> [What you will do] State how many lines of the items below contain the string "wheel". Give only the number.

> [Supplied records]
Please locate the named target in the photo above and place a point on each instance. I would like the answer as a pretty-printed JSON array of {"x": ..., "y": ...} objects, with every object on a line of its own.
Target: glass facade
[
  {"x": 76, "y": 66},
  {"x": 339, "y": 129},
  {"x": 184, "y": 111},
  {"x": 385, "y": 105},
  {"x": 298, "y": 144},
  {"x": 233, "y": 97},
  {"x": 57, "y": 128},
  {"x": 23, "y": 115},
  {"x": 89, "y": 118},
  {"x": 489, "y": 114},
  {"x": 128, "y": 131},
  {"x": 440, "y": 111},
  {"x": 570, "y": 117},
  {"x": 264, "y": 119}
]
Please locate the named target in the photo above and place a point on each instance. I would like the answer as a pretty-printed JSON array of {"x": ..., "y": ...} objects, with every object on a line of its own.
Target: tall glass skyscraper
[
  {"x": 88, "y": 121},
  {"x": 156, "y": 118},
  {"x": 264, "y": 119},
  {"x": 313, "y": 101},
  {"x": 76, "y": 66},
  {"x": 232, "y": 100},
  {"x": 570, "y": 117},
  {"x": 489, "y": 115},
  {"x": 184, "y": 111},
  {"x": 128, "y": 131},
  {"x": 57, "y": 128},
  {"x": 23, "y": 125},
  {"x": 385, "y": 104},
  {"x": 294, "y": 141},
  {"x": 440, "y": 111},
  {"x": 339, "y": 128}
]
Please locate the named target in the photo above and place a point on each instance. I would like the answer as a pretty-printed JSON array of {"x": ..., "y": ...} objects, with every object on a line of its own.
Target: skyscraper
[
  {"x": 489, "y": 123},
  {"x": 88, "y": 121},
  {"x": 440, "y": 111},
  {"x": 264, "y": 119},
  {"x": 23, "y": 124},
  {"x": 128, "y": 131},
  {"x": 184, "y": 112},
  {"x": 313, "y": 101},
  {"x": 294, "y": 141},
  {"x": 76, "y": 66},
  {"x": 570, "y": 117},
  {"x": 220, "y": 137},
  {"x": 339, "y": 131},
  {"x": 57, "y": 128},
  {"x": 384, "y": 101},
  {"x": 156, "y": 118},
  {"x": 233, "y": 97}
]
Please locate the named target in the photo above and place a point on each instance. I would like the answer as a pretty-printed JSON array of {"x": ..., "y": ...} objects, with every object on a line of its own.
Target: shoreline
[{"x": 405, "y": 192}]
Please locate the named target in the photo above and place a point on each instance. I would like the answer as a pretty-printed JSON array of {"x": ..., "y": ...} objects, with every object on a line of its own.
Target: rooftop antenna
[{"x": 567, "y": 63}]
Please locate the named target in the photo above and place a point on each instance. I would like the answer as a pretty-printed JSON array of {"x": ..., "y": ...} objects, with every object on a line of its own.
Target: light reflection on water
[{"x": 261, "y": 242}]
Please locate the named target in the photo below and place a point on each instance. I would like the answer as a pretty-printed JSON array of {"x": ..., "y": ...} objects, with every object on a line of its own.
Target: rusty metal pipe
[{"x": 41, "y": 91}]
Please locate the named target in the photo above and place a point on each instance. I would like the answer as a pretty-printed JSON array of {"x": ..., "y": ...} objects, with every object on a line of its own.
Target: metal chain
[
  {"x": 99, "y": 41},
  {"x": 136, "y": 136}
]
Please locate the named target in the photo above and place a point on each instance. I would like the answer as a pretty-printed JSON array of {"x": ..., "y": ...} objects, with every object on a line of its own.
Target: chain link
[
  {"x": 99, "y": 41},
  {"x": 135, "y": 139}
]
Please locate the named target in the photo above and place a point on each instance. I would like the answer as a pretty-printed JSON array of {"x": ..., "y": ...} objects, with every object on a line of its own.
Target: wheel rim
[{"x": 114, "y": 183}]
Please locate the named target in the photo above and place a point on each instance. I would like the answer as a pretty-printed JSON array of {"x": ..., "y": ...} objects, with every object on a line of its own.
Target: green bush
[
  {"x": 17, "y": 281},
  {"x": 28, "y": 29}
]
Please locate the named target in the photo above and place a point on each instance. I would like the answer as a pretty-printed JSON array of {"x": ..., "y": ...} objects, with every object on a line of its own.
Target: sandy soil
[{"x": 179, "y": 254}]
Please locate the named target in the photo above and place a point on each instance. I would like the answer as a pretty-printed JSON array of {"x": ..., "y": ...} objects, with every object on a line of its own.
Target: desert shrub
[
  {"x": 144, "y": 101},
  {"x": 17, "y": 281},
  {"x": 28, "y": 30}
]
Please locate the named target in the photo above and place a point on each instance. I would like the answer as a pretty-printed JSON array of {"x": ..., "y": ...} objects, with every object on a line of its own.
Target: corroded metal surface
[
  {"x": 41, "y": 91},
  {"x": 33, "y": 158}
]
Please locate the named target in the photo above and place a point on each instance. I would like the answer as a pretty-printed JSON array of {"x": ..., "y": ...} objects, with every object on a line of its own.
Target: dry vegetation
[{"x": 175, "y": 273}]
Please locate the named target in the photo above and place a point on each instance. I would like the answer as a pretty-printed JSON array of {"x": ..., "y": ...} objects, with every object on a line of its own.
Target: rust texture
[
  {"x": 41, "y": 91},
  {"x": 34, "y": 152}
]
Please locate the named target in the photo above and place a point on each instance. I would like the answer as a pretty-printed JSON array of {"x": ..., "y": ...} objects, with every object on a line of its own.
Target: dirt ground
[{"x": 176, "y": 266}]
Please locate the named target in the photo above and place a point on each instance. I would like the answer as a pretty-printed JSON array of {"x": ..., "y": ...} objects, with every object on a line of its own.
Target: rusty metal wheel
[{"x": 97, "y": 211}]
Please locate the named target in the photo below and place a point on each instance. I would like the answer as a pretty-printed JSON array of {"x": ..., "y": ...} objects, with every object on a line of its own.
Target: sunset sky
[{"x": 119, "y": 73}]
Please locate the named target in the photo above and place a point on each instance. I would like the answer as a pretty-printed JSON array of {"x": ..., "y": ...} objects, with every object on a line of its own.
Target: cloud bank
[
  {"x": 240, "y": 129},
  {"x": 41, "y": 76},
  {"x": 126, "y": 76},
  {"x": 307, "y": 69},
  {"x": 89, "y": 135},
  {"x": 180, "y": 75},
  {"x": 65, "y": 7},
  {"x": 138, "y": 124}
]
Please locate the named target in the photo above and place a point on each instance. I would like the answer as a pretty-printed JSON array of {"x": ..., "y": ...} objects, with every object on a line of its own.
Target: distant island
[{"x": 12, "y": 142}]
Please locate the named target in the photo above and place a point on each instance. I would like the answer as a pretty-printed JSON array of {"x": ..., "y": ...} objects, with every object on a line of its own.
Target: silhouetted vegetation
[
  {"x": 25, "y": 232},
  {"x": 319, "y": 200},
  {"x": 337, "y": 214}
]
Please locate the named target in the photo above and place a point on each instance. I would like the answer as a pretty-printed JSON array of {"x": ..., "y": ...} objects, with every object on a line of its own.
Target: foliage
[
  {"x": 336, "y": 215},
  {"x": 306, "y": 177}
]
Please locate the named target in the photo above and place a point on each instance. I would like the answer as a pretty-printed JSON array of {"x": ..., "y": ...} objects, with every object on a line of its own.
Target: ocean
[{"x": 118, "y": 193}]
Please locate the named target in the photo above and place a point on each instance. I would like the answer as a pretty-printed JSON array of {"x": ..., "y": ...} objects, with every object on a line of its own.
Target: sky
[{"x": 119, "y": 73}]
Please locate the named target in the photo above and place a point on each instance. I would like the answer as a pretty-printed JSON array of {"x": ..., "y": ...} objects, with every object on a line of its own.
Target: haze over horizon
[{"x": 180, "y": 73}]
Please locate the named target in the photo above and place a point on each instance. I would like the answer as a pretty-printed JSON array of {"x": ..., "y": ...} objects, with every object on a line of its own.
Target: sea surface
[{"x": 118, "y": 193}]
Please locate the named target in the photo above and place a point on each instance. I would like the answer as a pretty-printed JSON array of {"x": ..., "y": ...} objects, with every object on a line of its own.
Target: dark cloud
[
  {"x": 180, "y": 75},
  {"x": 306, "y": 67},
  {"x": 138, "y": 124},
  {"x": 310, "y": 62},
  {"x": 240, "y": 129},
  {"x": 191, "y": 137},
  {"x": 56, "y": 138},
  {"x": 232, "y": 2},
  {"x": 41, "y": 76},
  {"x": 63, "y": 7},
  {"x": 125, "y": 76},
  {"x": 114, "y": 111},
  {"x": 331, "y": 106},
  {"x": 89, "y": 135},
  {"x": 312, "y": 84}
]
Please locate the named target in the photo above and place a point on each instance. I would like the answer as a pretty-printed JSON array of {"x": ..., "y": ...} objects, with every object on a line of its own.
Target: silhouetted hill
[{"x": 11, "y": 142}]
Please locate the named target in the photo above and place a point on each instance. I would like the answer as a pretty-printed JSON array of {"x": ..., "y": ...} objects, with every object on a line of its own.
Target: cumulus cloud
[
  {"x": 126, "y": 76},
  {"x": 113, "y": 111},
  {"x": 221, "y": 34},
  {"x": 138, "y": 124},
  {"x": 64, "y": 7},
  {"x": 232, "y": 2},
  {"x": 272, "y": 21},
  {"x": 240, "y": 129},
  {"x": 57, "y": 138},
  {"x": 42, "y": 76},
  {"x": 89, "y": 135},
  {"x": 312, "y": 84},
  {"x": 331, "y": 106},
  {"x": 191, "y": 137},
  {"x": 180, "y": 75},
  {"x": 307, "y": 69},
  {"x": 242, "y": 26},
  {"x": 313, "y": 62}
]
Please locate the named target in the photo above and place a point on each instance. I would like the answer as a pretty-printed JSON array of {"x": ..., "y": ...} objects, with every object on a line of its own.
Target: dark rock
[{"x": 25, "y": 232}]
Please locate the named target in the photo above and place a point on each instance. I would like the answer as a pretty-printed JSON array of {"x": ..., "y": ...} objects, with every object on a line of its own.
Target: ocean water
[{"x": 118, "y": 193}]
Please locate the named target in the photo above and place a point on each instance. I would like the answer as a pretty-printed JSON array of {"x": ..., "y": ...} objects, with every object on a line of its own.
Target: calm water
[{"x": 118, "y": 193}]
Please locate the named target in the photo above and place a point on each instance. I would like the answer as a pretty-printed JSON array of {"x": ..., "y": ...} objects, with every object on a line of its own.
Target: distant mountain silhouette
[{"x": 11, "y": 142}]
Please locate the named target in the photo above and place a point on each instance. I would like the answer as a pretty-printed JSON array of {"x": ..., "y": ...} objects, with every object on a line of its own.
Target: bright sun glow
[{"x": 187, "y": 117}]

> [Answer for this exercise] 2